■ **WHAT THE EXERCISE ASKS**
Lay out the lines of the items below as a JSON list of strings, one string per line and no blank lines. Cover only the span from the line containing "For every instance of the wooden stump" through the last line of the items, both ends included.

[START GIVEN RECORDS]

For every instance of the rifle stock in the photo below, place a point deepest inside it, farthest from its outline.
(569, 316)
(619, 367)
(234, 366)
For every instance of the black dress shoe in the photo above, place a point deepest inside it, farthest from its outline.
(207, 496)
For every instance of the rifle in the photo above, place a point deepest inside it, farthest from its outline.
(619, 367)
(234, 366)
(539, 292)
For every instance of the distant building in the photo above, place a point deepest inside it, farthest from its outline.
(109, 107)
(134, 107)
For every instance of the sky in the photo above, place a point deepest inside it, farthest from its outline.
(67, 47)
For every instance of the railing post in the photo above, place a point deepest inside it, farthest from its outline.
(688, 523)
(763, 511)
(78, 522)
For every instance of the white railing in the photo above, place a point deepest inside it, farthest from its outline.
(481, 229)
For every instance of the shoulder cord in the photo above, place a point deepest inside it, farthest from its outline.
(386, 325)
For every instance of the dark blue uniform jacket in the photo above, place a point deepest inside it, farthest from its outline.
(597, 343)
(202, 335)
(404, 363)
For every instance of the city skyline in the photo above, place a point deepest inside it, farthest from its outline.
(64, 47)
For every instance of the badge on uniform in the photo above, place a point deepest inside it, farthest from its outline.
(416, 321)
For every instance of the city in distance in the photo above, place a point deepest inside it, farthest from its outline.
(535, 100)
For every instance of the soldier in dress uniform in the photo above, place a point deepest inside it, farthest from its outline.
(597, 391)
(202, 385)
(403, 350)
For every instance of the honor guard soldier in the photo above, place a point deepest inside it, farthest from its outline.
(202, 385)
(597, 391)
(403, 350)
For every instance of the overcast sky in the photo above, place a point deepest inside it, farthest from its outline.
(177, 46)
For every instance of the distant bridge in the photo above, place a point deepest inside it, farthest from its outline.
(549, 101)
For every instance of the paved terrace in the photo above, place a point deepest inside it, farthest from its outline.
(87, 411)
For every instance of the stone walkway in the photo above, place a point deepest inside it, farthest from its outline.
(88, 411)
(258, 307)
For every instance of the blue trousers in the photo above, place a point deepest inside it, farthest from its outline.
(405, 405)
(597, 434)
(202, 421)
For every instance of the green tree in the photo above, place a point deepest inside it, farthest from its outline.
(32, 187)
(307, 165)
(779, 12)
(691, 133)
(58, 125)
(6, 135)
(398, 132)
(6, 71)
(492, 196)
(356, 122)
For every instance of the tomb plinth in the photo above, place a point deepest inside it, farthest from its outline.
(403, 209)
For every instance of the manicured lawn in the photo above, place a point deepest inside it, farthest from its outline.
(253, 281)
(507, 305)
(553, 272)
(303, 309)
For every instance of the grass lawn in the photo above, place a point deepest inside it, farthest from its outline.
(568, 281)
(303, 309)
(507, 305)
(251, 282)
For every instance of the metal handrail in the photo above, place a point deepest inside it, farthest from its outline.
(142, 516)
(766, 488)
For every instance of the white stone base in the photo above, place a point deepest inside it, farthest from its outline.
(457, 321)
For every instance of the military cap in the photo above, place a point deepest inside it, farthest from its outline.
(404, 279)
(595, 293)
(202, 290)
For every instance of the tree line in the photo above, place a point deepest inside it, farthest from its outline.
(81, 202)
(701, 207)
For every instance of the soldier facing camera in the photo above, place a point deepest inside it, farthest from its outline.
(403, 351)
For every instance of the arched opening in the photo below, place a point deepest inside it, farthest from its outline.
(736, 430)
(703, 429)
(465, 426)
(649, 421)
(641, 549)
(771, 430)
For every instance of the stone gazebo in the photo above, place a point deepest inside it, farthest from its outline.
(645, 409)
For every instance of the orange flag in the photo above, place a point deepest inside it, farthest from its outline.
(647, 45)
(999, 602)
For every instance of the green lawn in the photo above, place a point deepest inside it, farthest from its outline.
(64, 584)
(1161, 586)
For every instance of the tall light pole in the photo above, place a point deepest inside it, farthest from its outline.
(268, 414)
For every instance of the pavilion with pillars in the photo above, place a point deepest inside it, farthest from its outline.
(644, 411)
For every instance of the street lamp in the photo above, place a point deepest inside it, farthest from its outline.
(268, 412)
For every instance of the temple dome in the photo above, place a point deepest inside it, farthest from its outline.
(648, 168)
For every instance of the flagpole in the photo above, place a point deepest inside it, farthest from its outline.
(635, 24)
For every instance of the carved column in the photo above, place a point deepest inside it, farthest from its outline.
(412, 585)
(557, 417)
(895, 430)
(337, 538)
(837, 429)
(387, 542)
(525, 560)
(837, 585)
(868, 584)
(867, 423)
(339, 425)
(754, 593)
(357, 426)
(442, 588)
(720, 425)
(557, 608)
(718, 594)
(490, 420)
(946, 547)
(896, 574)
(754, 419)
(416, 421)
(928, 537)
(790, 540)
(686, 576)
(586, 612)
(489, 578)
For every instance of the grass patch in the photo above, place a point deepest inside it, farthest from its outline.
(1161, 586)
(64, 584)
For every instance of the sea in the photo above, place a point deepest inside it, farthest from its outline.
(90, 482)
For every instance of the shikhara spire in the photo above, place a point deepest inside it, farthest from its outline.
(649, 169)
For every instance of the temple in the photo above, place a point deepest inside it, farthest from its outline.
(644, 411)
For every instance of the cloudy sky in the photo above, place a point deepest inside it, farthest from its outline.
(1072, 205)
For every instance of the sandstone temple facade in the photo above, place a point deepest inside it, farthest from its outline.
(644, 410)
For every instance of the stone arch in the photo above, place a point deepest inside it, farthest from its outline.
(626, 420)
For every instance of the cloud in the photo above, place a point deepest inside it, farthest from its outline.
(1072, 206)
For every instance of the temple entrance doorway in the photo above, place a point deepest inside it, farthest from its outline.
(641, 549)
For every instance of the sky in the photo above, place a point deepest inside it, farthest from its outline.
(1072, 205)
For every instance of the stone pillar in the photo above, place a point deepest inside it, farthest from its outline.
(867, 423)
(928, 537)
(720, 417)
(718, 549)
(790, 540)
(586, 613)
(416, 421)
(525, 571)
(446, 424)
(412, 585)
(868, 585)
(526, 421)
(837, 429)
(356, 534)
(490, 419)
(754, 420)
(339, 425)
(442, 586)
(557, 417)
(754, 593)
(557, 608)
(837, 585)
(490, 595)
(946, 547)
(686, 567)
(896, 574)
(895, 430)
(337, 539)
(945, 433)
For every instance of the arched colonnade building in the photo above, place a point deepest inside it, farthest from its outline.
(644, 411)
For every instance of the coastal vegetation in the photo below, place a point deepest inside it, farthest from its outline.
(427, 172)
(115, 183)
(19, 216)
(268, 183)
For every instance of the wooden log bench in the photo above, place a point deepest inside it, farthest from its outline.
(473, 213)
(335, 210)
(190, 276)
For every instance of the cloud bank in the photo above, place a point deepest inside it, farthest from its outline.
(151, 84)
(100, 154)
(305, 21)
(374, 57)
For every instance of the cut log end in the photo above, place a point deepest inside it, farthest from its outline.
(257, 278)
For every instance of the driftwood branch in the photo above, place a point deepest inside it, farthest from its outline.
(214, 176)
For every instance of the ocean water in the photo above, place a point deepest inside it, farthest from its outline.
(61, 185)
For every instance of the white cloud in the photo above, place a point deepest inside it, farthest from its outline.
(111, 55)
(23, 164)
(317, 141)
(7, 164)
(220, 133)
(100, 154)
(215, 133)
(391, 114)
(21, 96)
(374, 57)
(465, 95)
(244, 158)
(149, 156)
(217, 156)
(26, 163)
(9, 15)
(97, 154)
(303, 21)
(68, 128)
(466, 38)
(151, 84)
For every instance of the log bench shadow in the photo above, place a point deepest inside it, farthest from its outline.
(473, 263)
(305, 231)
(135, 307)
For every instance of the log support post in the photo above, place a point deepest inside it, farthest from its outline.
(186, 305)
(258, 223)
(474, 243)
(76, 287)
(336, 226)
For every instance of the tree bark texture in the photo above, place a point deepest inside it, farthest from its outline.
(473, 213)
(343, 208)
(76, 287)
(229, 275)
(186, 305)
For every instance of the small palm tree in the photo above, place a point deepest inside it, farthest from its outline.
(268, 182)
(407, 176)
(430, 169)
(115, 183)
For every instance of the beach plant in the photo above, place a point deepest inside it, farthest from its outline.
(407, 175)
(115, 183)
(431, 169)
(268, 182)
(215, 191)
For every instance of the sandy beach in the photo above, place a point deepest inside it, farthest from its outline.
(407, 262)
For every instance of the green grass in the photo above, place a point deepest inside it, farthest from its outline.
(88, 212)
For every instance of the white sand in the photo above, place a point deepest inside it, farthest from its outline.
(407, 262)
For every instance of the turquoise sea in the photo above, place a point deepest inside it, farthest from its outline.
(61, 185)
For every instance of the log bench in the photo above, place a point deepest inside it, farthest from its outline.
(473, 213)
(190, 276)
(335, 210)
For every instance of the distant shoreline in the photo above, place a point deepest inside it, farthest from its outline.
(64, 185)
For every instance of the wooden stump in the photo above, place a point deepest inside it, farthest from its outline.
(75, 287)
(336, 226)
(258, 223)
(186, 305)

[END GIVEN RECORDS]

■ **WRITTEN SOLUTION**
[
  "For every instance of the wooden stump in the photo above, place a point deepest inside it, farthest from its outline.",
  "(75, 287)",
  "(336, 226)",
  "(258, 223)",
  "(186, 305)"
]